WHAT IS EXPECTED » With the pictures excluded, repeat every entry exactly.

INPUT DATA »

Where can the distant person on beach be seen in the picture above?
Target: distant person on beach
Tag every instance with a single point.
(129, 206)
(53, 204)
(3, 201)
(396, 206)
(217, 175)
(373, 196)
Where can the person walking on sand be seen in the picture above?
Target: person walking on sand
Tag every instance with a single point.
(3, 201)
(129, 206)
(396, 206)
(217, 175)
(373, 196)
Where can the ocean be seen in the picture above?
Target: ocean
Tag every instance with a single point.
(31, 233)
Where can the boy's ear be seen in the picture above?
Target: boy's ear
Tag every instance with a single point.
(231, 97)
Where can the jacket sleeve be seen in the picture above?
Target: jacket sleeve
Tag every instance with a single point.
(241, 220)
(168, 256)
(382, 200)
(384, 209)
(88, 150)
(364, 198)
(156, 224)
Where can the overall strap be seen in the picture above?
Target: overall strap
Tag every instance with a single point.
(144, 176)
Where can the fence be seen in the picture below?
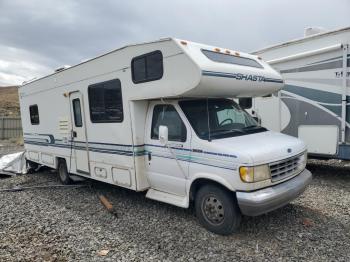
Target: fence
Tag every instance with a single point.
(10, 127)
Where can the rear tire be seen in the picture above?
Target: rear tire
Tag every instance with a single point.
(217, 209)
(63, 173)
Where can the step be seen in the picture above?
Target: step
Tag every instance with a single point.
(176, 200)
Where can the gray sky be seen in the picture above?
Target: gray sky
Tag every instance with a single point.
(38, 36)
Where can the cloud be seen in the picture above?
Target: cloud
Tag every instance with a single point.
(38, 36)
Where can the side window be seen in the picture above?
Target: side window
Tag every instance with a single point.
(105, 102)
(78, 121)
(166, 115)
(147, 67)
(34, 114)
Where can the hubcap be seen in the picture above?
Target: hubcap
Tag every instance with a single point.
(213, 210)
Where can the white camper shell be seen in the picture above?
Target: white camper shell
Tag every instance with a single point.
(154, 117)
(316, 95)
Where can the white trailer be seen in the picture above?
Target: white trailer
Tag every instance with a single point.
(154, 117)
(315, 101)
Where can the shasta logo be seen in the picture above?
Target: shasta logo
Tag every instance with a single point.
(239, 76)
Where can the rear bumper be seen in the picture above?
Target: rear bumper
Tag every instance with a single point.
(268, 199)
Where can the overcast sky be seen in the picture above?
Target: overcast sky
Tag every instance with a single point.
(38, 36)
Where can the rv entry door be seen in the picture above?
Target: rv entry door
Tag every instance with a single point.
(80, 147)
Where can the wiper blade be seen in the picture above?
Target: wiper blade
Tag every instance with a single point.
(251, 127)
(220, 132)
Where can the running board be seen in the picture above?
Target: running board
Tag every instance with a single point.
(76, 178)
(180, 201)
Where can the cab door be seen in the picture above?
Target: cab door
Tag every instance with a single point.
(80, 147)
(167, 166)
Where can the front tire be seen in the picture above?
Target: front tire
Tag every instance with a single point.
(217, 209)
(63, 173)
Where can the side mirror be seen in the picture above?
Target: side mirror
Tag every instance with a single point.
(163, 135)
(245, 102)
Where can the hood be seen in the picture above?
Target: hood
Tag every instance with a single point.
(261, 148)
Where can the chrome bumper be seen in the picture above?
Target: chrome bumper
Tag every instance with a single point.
(268, 199)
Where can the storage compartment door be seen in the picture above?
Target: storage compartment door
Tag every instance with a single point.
(320, 139)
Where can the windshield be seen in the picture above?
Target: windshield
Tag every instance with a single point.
(225, 118)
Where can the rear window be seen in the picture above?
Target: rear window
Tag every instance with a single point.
(231, 59)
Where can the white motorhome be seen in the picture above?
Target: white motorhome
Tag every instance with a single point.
(154, 117)
(314, 104)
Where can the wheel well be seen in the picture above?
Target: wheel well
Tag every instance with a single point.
(196, 185)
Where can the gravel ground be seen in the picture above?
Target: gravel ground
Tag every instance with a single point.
(72, 225)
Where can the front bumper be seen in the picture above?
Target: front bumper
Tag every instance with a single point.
(268, 199)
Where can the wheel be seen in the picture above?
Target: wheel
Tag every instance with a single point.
(217, 209)
(63, 173)
(31, 166)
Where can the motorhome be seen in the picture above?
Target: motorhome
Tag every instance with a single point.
(314, 104)
(155, 117)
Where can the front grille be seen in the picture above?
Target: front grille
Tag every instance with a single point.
(285, 168)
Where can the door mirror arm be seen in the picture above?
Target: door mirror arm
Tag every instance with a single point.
(163, 135)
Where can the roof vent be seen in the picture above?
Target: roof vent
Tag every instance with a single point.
(62, 68)
(309, 31)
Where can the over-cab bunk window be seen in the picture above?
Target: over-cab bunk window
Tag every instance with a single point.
(147, 67)
(230, 59)
(105, 102)
(34, 114)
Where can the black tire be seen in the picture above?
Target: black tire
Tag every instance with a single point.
(31, 166)
(217, 209)
(63, 173)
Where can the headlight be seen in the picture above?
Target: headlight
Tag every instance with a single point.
(302, 161)
(252, 174)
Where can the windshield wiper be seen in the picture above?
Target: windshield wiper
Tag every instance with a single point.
(223, 132)
(251, 127)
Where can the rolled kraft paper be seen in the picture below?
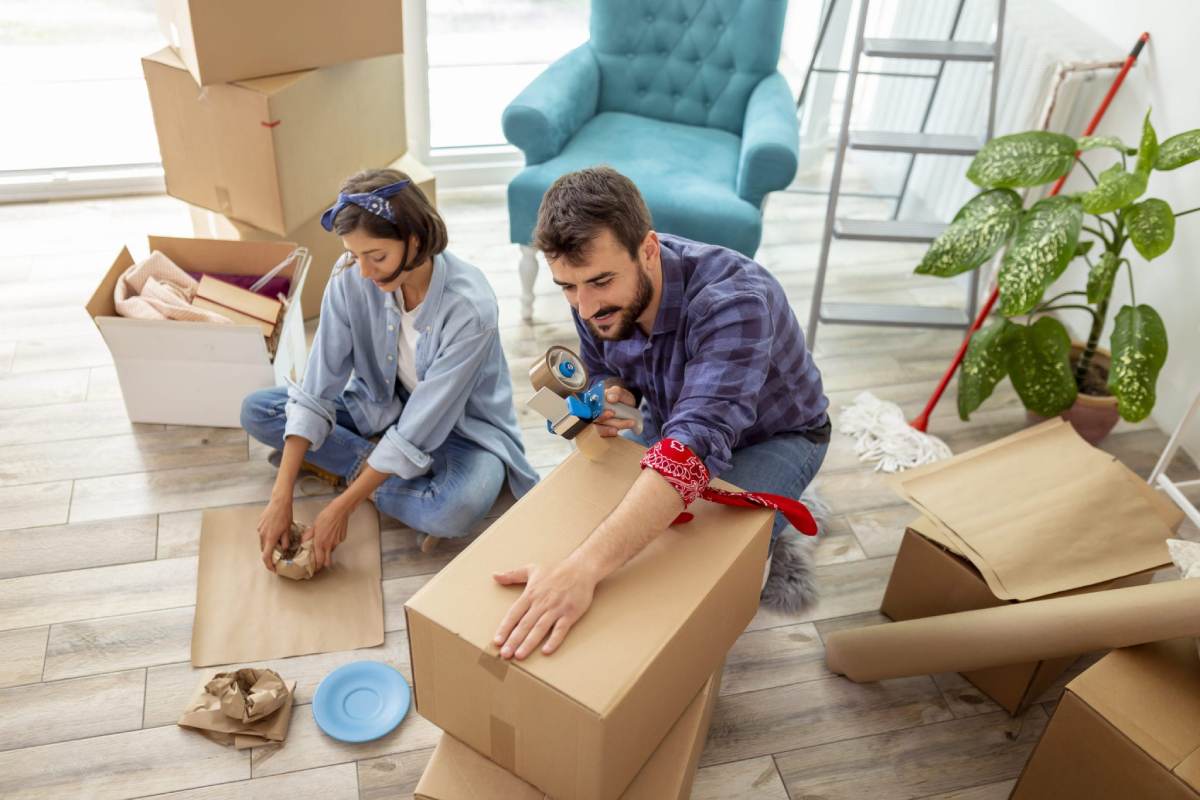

SOLVED PROBLEM »
Where can the distant person on beach be seen in the picture above?
Target: distant person on beach
Tag every instance with a single point.
(129, 206)
(53, 204)
(3, 201)
(396, 206)
(217, 175)
(373, 196)
Where can the person walking on sand be seen in the picture above?
Target: person walking on sand
Tag every instance with a single point.
(3, 201)
(129, 206)
(396, 206)
(217, 175)
(373, 196)
Where can the ocean be seen in the picture above?
Target: ocean
Tag every instance with a single point.
(31, 233)
Where can the boy's ear be seen in the picture above?
Target: boy's ear
Tag every instance with a single point.
(231, 97)
Where can the jacket sleeve be seen in the picture above?
Target: jacket sleeve
Tag every instance with a single point.
(241, 220)
(168, 256)
(382, 200)
(384, 209)
(88, 150)
(364, 198)
(156, 224)
Where can the overall strap be seen in the picture above?
Target: overall strap
Tag every instance with a single point.
(144, 176)
Where can the fence be seen in the picture below?
Target: fence
Tag every instance with a single point.
(10, 127)
Where can the rear tire be seen in the picture above?
Target: rear tire
Tag every instance with a single point.
(217, 209)
(63, 173)
Where can the step be seen in the picture above?
Target: step
Tag every instance with a single point.
(176, 200)
Where can the gray sky be seen in the picture above?
Target: gray sky
Tag every instance with a single point.
(38, 36)
Where can the cloud be seen in the picture above?
Target: cloud
Tag every instance with a single point.
(38, 36)
Where can the side window be seen in the picture above?
Target: side window
Tag every instance with a single point.
(105, 102)
(78, 121)
(166, 115)
(147, 67)
(34, 114)
Where can the hubcap be seen in the picture above?
Target: hubcap
Tag every instance with a single point.
(213, 210)
Where can the white camper shell be seen in the picture above?
Target: white camper shell
Tag every instance with a single point.
(154, 117)
(316, 95)
Where can the white trailer be seen in the picture above?
Target: white trailer
Tag every instance with a single point.
(154, 117)
(315, 101)
Where can the shasta logo be seen in the picture above?
Target: shasta logo
Tag every instance with a single point.
(239, 76)
Where can the rear bumper be seen in the picture above?
Target: rear bumper
Tag every instance with a single point.
(268, 199)
Where can the overcast sky be seen in the picture above?
Target: overcast sky
Tag every instance with a single point.
(38, 36)
Where can the rv entry door be seen in the picture above?
Target: rv entry door
Tag every instance with a single point.
(80, 147)
Where can the wiper blade be seen in the picture above?
Target: wiper blade
Tag every instance with a single point.
(251, 127)
(220, 132)
Where can the running board be seen in the picture above?
Target: running board
Tag every instance with a single point.
(76, 178)
(180, 201)
Where can the cab door be seen in the picture above?
Target: cab door
Tag every instance with a single point.
(80, 147)
(167, 166)
Where can the front tire be seen in the picture above?
Target: front tire
Tag every instance with a single point.
(217, 209)
(63, 173)
Where can the side mirror be seen in the picture above?
Target: side mirror
Tag every instance with a single point.
(163, 135)
(245, 102)
Where can the hood be seen in the picture above?
Target: hood
Tag every instance with a single point.
(261, 148)
Where can the chrome bumper be seen in the picture above?
Target: chrome bumper
Tag every instance with a single point.
(268, 199)
Where can the storage compartment door be seen in the picture above?
Target: storage compartment door
Tag every instance with a single point.
(320, 139)
Where can the windshield be seen in the picture above?
Target: windshield
Tag every instance with a single point.
(225, 118)
Where can the rear window be seen in the picture above?
Target: rear window
Tag every instance with a single point.
(231, 59)
Where can the white motorhome be seen in the picture above?
Target: white motorhome
Tag every instance with a single point.
(154, 117)
(314, 104)
Where can the wheel well be seen in the picture above?
Target: wheel well
Tag every instance with a single point.
(196, 185)
Where can the gravel ground be seen in the picture above?
Target: gravel ground
Tag every instance with a single point.
(72, 225)
Where can the front bumper be seen in the picture above?
Target: front bumper
Tag every instance with a single point.
(268, 199)
Where can the wheel be seen in the picture above?
Target: wheel
Tag every instance with a single point.
(217, 209)
(63, 173)
(31, 166)
Where can the motorhome be seen in the picture above?
Target: motorhome
Tag every instance with a single point.
(314, 104)
(155, 117)
Where can the front grille be seen in the picture above?
Target: front grille
Tag every instance with a single point.
(285, 168)
Where can the door mirror arm be seen in the picture above?
Target: door mirror arm
Tag every instance with a single point.
(163, 135)
Where can the roof vent be seen in the picture above?
Target: roof vent
Tag every instance with a single point.
(62, 68)
(309, 31)
Where can the over-cab bunk window be seen in the picture above?
Target: over-cab bunk window
Tag every instance with a single point.
(147, 67)
(230, 59)
(105, 102)
(34, 114)
Where can the black tire be seen in the picture above?
Target: black tire
Tag every instance with a single point.
(31, 166)
(217, 209)
(63, 173)
Where can the headlight be seen in the picture above?
Target: headlight
Tag every instance with a single point.
(302, 161)
(252, 174)
Where can the windshield wiper be seen in the picture above?
Target: windshield wiper
Tag every instance with a single point.
(223, 132)
(251, 127)
Where can the rolled kraft paper be seen in the picture below?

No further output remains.